> [Task instructions]
Render the lines of the entries below, from the line containing "target | dark ponytail" through the final line of the entries, inclusive, as a JSON list of strings with one string per line and no blank lines.

> [Data supplied]
* * * *

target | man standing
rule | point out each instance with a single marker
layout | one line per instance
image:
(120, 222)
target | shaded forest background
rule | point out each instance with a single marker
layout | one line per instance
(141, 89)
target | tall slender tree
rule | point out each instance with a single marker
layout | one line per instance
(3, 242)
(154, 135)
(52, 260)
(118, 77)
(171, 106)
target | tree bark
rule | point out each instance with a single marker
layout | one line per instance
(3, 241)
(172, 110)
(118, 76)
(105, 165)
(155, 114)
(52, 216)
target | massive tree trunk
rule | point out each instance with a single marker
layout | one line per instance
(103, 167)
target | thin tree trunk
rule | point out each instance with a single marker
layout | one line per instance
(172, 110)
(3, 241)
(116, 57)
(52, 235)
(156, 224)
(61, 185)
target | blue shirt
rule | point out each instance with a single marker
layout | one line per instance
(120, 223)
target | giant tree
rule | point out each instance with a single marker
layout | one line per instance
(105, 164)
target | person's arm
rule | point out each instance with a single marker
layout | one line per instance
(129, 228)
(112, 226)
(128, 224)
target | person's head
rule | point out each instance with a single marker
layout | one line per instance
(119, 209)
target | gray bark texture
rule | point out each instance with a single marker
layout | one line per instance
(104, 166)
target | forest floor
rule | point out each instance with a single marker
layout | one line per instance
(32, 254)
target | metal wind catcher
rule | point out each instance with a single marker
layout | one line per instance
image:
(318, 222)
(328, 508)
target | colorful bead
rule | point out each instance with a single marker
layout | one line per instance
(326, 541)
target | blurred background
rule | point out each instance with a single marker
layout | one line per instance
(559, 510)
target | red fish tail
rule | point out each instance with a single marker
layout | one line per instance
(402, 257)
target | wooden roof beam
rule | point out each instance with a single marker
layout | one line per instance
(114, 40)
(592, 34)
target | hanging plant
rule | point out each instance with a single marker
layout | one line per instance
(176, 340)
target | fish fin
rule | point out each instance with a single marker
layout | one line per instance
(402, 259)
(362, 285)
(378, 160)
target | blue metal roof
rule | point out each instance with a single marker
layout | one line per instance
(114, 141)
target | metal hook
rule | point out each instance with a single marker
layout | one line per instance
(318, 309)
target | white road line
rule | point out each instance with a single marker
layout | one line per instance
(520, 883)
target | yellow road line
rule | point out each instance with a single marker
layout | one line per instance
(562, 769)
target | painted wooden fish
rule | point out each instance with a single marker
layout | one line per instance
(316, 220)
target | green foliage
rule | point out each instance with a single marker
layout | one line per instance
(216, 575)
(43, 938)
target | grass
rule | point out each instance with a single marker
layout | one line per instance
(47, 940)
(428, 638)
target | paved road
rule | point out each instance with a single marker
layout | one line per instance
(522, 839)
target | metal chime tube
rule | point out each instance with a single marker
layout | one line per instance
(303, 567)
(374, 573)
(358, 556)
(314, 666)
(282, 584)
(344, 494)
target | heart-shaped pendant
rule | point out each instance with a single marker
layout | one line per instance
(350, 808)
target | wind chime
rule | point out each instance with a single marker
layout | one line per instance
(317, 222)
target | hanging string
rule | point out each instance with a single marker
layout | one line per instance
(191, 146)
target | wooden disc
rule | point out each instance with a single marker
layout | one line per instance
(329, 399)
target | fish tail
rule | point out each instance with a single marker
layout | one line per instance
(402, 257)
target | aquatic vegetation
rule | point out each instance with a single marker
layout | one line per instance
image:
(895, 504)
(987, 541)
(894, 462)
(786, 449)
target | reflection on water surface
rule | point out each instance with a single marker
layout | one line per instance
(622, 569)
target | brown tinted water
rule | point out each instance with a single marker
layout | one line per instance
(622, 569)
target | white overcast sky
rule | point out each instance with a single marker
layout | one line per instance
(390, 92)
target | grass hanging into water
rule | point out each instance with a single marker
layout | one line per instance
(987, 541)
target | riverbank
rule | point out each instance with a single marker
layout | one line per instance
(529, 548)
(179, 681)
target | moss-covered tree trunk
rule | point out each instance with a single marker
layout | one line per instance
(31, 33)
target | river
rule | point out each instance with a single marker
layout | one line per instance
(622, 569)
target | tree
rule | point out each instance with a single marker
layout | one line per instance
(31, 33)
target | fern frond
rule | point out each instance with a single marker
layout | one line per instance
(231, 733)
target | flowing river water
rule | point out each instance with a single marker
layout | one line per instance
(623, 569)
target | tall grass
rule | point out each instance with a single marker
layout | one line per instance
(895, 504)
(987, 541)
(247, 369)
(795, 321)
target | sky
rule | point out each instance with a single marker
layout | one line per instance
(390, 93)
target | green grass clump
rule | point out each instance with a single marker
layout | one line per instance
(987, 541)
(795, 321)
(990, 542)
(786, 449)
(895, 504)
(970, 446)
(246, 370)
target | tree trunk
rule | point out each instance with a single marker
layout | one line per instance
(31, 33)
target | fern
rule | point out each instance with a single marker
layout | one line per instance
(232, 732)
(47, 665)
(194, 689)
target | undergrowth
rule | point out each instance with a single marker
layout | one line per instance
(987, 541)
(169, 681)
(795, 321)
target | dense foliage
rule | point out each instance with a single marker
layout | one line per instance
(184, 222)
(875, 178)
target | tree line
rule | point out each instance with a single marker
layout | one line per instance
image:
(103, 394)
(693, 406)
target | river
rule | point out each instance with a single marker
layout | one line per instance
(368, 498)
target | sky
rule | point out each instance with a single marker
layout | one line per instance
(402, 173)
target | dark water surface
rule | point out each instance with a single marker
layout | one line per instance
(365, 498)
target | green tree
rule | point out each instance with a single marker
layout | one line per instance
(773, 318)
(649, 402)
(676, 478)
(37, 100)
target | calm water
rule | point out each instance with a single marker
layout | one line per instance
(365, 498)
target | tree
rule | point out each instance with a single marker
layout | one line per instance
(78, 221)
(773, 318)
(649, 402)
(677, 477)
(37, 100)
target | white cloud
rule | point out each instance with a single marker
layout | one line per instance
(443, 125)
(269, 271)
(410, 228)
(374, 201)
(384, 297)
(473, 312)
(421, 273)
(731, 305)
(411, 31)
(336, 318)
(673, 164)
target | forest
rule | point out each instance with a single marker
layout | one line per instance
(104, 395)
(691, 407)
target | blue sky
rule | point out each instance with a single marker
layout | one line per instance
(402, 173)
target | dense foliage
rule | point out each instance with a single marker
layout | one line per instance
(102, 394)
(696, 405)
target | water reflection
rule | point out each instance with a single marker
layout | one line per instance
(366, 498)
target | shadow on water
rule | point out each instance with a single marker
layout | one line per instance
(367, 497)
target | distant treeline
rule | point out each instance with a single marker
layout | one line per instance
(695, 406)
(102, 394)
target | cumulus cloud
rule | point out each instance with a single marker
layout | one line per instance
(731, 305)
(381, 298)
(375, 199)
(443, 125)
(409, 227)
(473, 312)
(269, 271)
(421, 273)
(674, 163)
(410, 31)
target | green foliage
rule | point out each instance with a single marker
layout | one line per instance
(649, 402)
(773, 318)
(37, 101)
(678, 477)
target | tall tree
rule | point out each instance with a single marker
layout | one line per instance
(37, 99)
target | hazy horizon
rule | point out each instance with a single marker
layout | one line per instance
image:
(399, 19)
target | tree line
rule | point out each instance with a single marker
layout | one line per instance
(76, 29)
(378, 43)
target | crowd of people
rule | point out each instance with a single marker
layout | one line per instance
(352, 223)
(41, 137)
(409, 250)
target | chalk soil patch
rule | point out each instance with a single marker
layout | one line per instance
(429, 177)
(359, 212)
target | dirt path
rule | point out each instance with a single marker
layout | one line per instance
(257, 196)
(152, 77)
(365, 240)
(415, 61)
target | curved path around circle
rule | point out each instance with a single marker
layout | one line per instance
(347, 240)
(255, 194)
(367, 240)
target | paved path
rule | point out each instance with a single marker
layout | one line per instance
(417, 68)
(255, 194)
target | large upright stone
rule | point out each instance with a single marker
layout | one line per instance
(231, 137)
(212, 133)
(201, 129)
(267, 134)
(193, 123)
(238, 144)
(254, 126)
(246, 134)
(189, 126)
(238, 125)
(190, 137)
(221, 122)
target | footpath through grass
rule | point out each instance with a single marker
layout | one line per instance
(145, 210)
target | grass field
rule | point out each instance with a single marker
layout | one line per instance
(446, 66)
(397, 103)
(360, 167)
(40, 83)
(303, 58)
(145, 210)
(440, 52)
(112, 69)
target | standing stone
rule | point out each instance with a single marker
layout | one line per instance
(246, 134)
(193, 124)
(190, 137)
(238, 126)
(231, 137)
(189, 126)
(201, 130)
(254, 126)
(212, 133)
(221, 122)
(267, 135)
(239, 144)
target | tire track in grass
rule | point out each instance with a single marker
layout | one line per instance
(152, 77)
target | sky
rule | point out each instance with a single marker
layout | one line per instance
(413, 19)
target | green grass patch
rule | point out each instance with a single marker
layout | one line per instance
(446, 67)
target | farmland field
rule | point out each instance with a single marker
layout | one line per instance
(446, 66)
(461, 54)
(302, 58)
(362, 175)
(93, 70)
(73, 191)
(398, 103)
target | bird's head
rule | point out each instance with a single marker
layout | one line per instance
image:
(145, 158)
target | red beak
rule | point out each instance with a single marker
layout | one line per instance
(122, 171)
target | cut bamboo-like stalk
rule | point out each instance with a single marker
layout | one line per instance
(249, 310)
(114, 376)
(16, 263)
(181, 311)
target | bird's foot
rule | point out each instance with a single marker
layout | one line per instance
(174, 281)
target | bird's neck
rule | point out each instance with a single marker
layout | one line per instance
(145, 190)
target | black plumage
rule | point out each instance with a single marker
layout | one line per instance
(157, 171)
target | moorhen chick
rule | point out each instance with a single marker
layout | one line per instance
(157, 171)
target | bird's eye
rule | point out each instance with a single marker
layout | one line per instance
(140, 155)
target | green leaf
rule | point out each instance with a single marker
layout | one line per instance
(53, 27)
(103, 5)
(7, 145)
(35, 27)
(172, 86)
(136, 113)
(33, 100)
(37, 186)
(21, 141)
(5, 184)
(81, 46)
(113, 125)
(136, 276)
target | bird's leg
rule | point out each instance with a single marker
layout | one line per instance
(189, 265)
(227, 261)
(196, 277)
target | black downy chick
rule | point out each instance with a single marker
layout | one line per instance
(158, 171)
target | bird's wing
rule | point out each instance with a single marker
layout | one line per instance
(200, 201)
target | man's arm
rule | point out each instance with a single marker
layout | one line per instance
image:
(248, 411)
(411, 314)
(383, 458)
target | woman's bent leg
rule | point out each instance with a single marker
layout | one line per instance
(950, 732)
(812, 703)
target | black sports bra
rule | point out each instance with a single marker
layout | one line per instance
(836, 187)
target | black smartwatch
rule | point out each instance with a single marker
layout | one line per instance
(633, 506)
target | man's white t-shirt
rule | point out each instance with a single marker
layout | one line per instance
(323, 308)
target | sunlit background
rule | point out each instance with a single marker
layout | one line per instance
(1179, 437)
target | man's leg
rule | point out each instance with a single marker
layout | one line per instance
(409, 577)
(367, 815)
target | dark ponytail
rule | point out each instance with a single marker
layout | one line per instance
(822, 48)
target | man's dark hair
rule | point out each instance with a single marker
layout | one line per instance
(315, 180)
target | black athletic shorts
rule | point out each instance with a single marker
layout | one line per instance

* * * *

> [Task answer]
[
  "target | dark ponytail",
  "rule | point out each instance with a single marker",
  "layout | one line per instance",
  "(822, 48)",
  "target | man's dark hair",
  "rule | point out each instance with a single marker",
  "layout | one line per instance",
  "(315, 180)",
  "target | black athletic shorts",
  "rule | point out each instance with a single marker",
  "layout | one line per instance"
]